STATED TASK – Lay out every line of the entries below as a Markdown table with two columns, "No." for the row number and "Line" for the line itself. Leave out any blank lines.

===============

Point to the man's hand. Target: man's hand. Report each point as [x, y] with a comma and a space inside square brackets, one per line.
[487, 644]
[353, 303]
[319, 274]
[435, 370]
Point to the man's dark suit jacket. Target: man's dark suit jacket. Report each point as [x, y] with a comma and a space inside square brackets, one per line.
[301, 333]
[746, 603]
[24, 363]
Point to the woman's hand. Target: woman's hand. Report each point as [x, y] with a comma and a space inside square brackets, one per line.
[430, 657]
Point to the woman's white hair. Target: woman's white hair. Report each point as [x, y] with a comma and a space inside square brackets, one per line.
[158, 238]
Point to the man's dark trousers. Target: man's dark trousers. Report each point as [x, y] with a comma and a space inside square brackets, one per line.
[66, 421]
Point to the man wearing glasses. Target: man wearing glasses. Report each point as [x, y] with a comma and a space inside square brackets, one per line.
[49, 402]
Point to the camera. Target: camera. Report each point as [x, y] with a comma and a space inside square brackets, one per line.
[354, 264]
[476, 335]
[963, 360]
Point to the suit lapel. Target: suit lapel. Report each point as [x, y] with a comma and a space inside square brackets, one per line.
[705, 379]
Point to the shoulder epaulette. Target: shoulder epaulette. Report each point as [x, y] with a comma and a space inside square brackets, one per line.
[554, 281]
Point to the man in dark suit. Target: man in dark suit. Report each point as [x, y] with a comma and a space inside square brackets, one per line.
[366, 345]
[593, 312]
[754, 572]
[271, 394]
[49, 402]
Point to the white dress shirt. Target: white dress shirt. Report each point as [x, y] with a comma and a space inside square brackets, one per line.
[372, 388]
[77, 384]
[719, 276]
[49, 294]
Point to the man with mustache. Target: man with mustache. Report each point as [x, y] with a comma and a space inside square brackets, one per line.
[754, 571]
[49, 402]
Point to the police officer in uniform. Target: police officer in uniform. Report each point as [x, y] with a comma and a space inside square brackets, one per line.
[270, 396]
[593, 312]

===============

ANSWER TO THIS PROBLEM –
| No. | Line |
|---|---|
| 1 | Point to the man's hand. Target: man's hand. Report each point as [x, y] with a comma and a space inside square brackets, one per line. |
| 2 | [487, 644] |
| 3 | [353, 303] |
| 4 | [319, 274] |
| 5 | [435, 370] |
| 6 | Point to the man's dark suit jacket. Target: man's dark suit jacket. Report each point as [x, y] with a comma and a space inside square brackets, one per line. |
| 7 | [301, 333] |
| 8 | [746, 603] |
| 9 | [24, 363] |
| 10 | Point to the woman's hand. Target: woman's hand. Report each point as [x, y] with a comma and a space inside square brackets, one per line. |
| 11 | [430, 657] |
| 12 | Point to the woman's white hair. Target: woman's white hair. Report each point as [x, y] with a comma and a space inside square brackets, one per line. |
| 13 | [158, 238] |
| 14 | Point to the man's dark trousers. Target: man's dark trousers. Report each point as [x, y] with a comma and a space inside square brackets, one per line. |
| 15 | [66, 421] |
| 16 | Point to the man wearing glasses. Target: man wearing glasses. Report each point as [x, y] with a comma and a space inside square brackets, one per line. |
| 17 | [49, 402] |
| 18 | Point to the camera. Target: camera. Report each point as [x, y] with a comma and a space inside square brackets, one per line. |
| 19 | [354, 264] |
| 20 | [476, 335] |
| 21 | [963, 360] |
| 22 | Point to the suit lapel. Target: suit lapel. Report each point as [x, y] with a comma and a space inside square brackets, one per line. |
| 23 | [705, 379] |
| 24 | Point to the shoulder epaulette. Target: shoulder epaulette. Report each point as [x, y] with a comma and a space inside square brackets, one per line. |
| 25 | [554, 281] |
| 26 | Point to the man in dark suit. Target: man in dark suit. Report each point as [x, y] with a comma and a space inside square brackets, one per line. |
| 27 | [366, 345] |
| 28 | [593, 312] |
| 29 | [754, 572] |
| 30 | [271, 394] |
| 31 | [49, 402] |
| 32 | Point to the white dress shirt. Target: white dress shirt. Report each point as [x, y] with a comma and a space inside square brackets, one per line. |
| 33 | [372, 388] |
| 34 | [77, 384] |
| 35 | [719, 276] |
| 36 | [49, 294] |
| 37 | Point to the man with mustache. Target: man with mustache. Report each point as [x, y] with a comma and a space inside square brackets, one per line. |
| 38 | [754, 571] |
| 39 | [49, 402] |
| 40 | Point to the police officer in uniform. Target: police officer in uniform. Report each point as [x, y] with a comma and a space inside square brackets, one per line. |
| 41 | [270, 396] |
| 42 | [593, 312] |